- [RECORDED DATA]
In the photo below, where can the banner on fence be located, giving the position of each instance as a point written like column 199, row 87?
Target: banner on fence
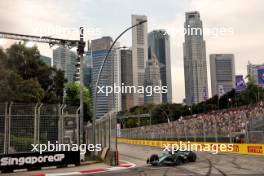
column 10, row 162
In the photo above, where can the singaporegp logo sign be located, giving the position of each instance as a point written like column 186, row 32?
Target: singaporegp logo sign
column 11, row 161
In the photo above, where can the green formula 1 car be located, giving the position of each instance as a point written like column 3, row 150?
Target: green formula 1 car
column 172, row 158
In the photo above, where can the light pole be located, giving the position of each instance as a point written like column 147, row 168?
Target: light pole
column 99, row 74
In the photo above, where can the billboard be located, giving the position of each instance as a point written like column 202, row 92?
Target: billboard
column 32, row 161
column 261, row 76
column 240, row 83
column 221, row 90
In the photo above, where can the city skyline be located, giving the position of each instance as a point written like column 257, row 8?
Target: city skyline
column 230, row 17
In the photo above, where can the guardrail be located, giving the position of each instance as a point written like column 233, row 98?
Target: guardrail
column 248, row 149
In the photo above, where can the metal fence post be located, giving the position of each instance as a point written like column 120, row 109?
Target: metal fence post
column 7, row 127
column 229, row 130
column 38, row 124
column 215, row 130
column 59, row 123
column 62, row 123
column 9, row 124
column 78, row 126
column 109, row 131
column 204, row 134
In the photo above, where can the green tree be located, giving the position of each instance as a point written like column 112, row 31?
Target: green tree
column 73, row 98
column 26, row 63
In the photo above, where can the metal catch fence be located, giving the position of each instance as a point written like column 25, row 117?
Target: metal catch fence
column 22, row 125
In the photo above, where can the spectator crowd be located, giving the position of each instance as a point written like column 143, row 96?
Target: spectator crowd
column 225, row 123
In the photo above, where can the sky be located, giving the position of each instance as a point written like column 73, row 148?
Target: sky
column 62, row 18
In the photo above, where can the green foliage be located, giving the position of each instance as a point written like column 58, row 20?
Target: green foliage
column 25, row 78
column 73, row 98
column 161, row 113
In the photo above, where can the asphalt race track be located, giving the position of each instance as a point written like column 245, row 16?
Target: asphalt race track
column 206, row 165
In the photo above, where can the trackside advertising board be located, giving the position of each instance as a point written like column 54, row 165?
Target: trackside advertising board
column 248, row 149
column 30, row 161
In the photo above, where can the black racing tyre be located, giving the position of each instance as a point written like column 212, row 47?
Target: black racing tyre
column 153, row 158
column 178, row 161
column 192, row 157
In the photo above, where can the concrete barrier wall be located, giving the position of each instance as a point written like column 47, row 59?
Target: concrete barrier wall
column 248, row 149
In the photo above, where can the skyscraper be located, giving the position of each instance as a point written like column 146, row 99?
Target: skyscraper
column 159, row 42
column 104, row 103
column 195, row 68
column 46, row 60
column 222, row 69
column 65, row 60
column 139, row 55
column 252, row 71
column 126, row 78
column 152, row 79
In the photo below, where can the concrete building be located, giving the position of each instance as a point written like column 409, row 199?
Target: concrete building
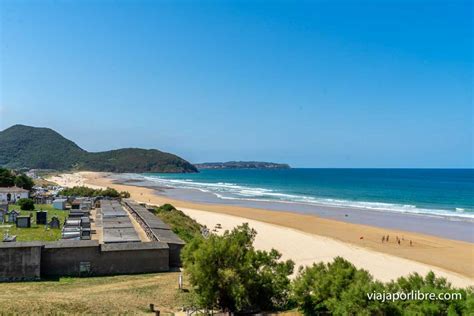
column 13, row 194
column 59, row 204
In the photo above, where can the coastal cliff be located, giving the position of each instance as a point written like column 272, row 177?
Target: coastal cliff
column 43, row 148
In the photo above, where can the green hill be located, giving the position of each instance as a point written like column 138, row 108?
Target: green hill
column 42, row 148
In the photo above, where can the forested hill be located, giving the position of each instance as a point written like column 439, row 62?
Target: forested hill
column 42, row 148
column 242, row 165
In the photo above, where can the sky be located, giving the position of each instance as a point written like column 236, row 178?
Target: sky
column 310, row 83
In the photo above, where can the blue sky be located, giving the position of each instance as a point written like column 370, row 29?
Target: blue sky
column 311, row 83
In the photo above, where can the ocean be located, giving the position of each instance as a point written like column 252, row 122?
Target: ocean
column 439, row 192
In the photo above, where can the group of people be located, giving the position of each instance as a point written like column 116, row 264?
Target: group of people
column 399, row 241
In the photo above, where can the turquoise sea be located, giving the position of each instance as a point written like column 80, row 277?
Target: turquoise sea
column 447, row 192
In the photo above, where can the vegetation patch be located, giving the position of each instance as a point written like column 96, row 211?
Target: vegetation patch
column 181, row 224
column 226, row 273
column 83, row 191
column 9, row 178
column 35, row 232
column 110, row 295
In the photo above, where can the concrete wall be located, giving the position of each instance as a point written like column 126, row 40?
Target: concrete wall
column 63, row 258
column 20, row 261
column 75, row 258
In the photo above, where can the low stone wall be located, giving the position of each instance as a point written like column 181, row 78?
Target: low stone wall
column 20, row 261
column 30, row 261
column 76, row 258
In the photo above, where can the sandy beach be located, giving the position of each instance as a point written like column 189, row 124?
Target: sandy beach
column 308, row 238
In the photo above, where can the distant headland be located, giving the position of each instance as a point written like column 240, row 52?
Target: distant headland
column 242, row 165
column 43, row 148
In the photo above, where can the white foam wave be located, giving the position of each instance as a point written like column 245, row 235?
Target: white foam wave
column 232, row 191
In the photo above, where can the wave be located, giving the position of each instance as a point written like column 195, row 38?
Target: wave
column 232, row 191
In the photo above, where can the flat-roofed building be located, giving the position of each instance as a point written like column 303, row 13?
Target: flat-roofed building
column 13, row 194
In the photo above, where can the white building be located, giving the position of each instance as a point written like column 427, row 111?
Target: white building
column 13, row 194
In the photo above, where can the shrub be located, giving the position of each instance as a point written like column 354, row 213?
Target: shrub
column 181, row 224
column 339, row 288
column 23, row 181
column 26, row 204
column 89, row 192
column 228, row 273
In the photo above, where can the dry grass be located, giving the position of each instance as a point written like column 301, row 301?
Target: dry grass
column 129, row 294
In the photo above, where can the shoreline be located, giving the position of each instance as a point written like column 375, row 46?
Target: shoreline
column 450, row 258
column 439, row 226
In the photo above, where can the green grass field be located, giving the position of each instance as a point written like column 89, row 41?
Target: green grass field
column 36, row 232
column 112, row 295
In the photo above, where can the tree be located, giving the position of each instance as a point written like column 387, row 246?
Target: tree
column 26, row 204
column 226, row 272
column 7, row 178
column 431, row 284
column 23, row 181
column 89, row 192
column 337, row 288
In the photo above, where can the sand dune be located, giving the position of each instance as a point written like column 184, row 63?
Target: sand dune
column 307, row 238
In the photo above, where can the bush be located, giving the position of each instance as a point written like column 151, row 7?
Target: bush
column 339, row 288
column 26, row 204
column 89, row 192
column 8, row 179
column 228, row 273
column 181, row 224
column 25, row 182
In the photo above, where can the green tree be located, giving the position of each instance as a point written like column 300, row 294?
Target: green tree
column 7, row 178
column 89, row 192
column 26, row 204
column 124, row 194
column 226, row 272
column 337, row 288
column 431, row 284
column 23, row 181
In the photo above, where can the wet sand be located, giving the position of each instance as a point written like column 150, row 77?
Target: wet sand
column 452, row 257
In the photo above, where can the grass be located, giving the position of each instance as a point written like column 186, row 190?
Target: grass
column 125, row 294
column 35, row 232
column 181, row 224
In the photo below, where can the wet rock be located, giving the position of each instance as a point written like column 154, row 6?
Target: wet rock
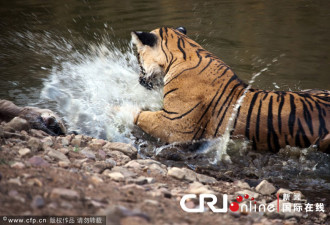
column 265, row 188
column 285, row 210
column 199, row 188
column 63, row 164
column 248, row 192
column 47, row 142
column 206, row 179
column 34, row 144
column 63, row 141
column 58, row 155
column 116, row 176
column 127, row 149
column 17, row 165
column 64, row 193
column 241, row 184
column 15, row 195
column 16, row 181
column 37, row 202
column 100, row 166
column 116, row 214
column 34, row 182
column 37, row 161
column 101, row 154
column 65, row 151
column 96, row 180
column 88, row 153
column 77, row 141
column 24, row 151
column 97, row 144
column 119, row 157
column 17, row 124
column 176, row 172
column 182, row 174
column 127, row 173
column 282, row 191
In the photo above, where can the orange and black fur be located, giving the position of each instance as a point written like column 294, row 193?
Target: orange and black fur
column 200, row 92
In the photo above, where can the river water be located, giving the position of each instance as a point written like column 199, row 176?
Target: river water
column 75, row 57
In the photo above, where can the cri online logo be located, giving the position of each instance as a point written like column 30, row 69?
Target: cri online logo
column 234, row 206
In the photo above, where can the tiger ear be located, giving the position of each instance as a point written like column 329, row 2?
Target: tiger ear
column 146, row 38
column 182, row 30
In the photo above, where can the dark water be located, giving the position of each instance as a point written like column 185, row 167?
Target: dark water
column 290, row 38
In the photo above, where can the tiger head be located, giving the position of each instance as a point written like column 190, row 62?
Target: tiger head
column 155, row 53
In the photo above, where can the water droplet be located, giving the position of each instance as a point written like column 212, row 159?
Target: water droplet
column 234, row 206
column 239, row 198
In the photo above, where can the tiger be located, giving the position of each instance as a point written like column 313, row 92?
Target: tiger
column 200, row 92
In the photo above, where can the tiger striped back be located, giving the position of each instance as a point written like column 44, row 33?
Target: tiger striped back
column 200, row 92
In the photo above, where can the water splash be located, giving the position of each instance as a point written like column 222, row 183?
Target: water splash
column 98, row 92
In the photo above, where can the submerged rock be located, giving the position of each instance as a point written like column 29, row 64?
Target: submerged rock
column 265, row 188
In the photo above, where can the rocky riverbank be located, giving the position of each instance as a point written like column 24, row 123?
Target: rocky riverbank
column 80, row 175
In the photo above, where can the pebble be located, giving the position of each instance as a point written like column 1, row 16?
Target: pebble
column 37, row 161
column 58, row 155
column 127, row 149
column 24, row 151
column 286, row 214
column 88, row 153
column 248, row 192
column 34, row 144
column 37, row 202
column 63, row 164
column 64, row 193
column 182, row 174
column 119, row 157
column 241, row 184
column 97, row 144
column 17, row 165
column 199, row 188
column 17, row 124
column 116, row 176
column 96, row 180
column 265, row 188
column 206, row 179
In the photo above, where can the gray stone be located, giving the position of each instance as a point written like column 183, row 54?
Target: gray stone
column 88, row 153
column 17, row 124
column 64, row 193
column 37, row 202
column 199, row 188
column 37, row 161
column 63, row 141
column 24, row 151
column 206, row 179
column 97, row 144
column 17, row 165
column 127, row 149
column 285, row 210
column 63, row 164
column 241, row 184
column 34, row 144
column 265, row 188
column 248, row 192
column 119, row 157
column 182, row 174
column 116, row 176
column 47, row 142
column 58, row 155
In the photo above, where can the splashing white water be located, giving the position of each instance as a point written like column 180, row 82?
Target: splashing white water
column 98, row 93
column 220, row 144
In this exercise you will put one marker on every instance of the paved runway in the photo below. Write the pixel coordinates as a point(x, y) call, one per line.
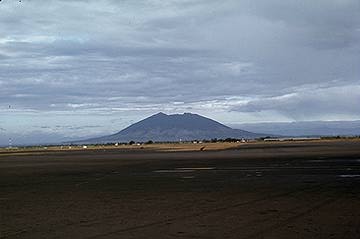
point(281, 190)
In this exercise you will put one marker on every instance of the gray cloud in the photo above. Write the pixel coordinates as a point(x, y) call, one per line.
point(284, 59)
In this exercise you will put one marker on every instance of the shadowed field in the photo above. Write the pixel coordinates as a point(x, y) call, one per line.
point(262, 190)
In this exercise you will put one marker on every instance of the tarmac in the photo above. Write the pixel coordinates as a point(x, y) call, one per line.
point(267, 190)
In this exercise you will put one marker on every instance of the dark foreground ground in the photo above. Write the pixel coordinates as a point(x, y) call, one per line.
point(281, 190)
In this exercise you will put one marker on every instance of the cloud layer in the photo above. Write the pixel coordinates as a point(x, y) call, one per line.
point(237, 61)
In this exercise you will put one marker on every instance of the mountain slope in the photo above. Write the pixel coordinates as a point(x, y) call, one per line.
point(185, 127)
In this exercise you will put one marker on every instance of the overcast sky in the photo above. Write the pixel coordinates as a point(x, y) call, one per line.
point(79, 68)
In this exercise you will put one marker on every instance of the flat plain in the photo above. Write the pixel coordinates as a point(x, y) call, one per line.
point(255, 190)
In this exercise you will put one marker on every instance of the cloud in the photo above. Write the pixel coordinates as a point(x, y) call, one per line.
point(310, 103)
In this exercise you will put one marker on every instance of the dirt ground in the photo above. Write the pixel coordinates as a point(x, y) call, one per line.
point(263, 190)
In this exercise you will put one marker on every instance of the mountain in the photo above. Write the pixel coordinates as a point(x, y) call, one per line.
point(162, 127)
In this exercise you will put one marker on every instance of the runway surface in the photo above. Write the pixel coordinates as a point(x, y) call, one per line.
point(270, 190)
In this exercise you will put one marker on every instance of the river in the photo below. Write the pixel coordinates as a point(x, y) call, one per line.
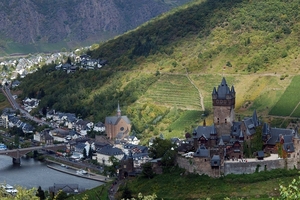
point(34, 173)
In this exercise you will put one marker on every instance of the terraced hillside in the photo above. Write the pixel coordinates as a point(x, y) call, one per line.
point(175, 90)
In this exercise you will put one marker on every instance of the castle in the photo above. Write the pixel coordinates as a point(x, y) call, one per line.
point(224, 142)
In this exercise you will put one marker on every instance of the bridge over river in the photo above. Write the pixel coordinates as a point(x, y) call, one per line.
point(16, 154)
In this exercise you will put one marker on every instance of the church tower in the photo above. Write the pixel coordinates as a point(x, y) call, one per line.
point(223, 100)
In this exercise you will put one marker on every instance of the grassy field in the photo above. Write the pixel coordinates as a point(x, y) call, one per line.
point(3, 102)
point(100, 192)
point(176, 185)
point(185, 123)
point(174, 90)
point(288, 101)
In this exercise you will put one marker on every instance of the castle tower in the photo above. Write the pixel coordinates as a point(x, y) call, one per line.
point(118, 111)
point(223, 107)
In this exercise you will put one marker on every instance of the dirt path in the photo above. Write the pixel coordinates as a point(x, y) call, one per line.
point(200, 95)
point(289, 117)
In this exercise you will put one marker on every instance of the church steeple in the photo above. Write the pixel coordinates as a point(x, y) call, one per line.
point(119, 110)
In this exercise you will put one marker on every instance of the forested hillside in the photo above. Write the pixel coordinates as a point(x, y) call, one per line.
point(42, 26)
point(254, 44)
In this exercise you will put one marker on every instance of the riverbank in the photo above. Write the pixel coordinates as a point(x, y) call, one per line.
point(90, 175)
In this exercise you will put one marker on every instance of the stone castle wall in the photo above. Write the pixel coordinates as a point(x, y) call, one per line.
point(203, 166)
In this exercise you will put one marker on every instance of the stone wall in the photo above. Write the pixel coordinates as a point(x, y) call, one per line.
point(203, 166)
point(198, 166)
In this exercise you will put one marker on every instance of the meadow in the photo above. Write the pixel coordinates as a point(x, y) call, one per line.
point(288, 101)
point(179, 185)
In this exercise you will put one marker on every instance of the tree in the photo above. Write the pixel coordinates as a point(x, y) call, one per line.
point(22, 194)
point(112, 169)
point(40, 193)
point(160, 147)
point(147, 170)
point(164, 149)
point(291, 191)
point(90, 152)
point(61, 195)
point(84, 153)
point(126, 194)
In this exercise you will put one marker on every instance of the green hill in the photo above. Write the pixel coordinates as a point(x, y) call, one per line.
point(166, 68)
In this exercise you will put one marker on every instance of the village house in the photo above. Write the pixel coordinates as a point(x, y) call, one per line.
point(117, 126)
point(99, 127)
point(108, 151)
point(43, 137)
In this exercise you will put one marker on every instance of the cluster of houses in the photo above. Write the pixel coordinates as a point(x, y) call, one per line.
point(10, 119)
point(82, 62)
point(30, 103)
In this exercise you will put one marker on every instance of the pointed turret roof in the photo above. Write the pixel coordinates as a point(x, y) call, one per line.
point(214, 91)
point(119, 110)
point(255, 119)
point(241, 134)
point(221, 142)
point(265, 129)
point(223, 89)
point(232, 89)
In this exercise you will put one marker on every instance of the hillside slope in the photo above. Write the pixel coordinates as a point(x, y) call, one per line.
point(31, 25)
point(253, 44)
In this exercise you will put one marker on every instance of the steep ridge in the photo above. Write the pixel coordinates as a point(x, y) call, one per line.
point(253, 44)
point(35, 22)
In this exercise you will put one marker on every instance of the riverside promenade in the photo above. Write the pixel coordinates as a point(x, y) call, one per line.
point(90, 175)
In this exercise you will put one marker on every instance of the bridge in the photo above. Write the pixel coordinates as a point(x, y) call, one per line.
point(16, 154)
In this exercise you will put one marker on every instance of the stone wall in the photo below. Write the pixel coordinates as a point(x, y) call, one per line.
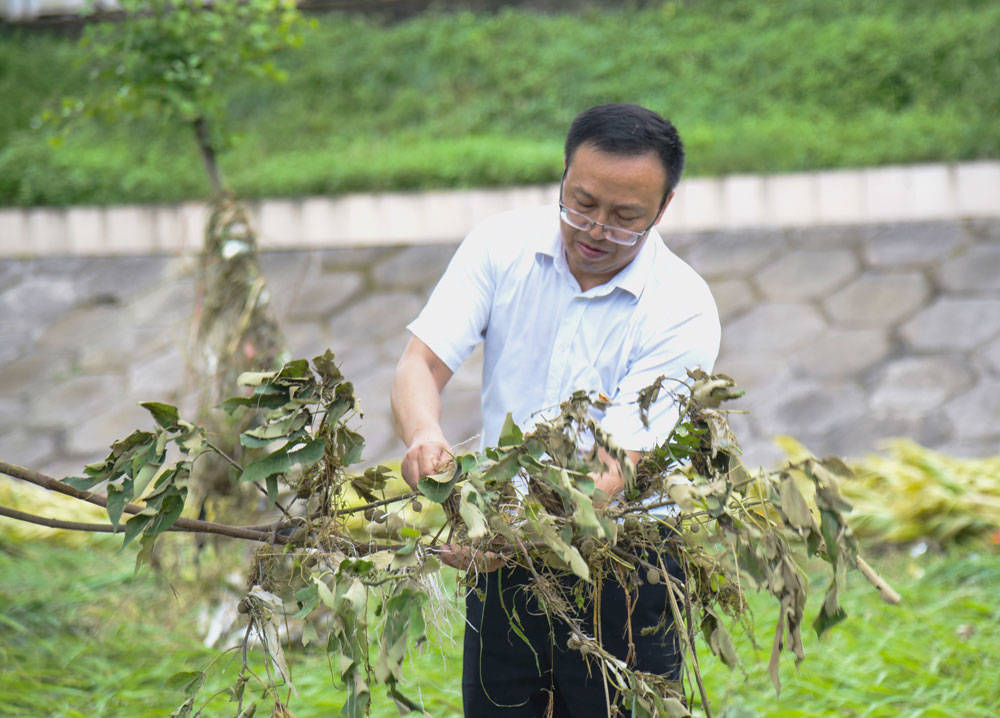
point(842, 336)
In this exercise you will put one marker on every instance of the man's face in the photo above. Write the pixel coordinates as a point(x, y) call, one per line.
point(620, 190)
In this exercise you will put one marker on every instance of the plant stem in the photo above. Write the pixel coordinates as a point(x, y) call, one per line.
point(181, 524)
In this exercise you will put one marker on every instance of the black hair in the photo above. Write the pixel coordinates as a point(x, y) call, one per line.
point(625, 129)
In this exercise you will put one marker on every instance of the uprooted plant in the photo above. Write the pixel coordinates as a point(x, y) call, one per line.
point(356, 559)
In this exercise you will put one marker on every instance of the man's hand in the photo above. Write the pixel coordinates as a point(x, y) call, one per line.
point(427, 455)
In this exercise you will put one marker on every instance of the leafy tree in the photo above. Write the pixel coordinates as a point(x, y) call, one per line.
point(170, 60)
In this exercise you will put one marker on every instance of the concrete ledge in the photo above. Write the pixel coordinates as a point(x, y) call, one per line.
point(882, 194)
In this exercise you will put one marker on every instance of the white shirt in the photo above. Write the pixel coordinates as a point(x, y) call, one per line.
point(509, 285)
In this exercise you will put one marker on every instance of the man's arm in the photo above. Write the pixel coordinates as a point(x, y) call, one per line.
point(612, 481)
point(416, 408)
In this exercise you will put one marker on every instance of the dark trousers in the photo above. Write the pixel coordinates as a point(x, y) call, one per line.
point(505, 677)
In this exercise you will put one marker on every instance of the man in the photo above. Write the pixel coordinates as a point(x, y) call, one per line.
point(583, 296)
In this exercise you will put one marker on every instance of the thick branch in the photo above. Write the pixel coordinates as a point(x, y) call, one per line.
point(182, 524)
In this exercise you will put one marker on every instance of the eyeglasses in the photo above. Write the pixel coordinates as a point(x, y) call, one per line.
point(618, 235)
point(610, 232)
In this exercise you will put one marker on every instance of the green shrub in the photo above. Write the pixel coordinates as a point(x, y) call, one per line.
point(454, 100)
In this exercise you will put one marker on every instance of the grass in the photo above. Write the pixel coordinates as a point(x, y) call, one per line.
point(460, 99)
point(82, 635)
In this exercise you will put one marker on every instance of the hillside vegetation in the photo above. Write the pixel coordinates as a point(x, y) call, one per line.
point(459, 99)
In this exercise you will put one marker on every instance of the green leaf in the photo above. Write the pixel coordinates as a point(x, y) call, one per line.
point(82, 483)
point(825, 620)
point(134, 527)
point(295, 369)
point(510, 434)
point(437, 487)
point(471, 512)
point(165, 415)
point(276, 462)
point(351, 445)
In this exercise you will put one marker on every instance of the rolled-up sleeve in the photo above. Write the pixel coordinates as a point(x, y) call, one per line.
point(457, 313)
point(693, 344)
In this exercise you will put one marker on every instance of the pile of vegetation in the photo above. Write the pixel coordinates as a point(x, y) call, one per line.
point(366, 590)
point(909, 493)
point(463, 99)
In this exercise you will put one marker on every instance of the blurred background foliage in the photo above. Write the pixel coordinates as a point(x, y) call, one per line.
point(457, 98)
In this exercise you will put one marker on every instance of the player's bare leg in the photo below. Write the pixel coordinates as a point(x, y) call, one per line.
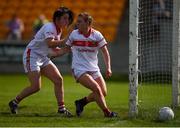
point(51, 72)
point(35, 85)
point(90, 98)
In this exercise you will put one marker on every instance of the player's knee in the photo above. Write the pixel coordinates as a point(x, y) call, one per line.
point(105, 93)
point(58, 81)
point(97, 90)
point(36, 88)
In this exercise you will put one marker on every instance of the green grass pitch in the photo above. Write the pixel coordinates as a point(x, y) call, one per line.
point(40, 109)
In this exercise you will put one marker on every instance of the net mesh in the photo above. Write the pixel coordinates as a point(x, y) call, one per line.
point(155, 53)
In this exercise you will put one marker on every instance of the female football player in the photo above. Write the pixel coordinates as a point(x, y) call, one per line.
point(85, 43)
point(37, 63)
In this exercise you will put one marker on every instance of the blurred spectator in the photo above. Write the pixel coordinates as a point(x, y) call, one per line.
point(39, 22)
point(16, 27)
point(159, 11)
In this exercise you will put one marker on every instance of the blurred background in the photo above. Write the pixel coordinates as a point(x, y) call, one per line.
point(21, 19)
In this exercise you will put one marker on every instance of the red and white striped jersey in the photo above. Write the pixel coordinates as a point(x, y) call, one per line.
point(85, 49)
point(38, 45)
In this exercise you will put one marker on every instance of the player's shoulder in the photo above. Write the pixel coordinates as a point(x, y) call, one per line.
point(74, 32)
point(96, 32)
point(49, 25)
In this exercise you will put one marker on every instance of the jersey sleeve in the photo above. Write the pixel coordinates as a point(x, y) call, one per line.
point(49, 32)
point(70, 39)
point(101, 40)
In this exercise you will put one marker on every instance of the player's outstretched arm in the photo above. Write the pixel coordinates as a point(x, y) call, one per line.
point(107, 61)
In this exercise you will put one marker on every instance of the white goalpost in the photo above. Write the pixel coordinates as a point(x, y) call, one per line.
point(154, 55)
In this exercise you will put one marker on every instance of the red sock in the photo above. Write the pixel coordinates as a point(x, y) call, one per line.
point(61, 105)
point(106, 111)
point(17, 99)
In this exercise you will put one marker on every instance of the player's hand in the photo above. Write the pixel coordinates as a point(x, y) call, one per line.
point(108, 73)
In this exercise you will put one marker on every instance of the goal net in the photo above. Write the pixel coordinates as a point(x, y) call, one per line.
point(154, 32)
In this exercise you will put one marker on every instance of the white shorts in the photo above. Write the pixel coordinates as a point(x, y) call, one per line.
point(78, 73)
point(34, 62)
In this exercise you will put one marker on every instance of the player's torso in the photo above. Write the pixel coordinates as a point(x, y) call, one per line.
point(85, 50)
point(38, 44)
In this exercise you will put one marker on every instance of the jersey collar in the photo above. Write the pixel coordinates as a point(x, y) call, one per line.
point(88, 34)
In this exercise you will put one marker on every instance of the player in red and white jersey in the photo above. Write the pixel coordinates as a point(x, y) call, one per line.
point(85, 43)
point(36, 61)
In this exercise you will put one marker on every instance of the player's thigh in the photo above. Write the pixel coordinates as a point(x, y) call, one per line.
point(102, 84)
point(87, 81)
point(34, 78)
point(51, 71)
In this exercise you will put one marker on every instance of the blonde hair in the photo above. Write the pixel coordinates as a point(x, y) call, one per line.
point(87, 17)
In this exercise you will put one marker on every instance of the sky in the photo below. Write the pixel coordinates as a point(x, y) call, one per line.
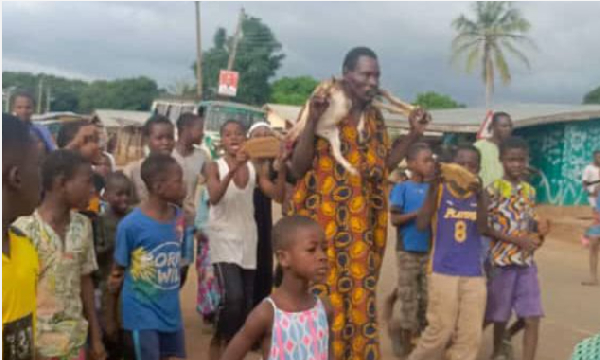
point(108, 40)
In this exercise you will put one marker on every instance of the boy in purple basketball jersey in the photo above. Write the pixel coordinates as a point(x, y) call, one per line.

- [EXERCISE PROMPT]
With every picture omitted, write out the material exactly from its first line through the line containing "In the photo above, where can the light".

- [SOLUTION FOR THIS PROBLEM]
In the photo below, where can the banner on fence be located, giving the position of each instance as a point written like column 199, row 87?
Target: banner on fence
column 10, row 162
In the photo above, where can the singaporegp logo sign be located, giving the position of each instance as a point written like column 186, row 32?
Target: singaporegp logo sign
column 11, row 161
In the photo above, where can the green formula 1 car be located, giving the position of each instance as a point written like column 3, row 150?
Target: green formula 1 car
column 172, row 158
In the photo above, where can the light pole be located, giving the position of each instance as a point written like column 147, row 168?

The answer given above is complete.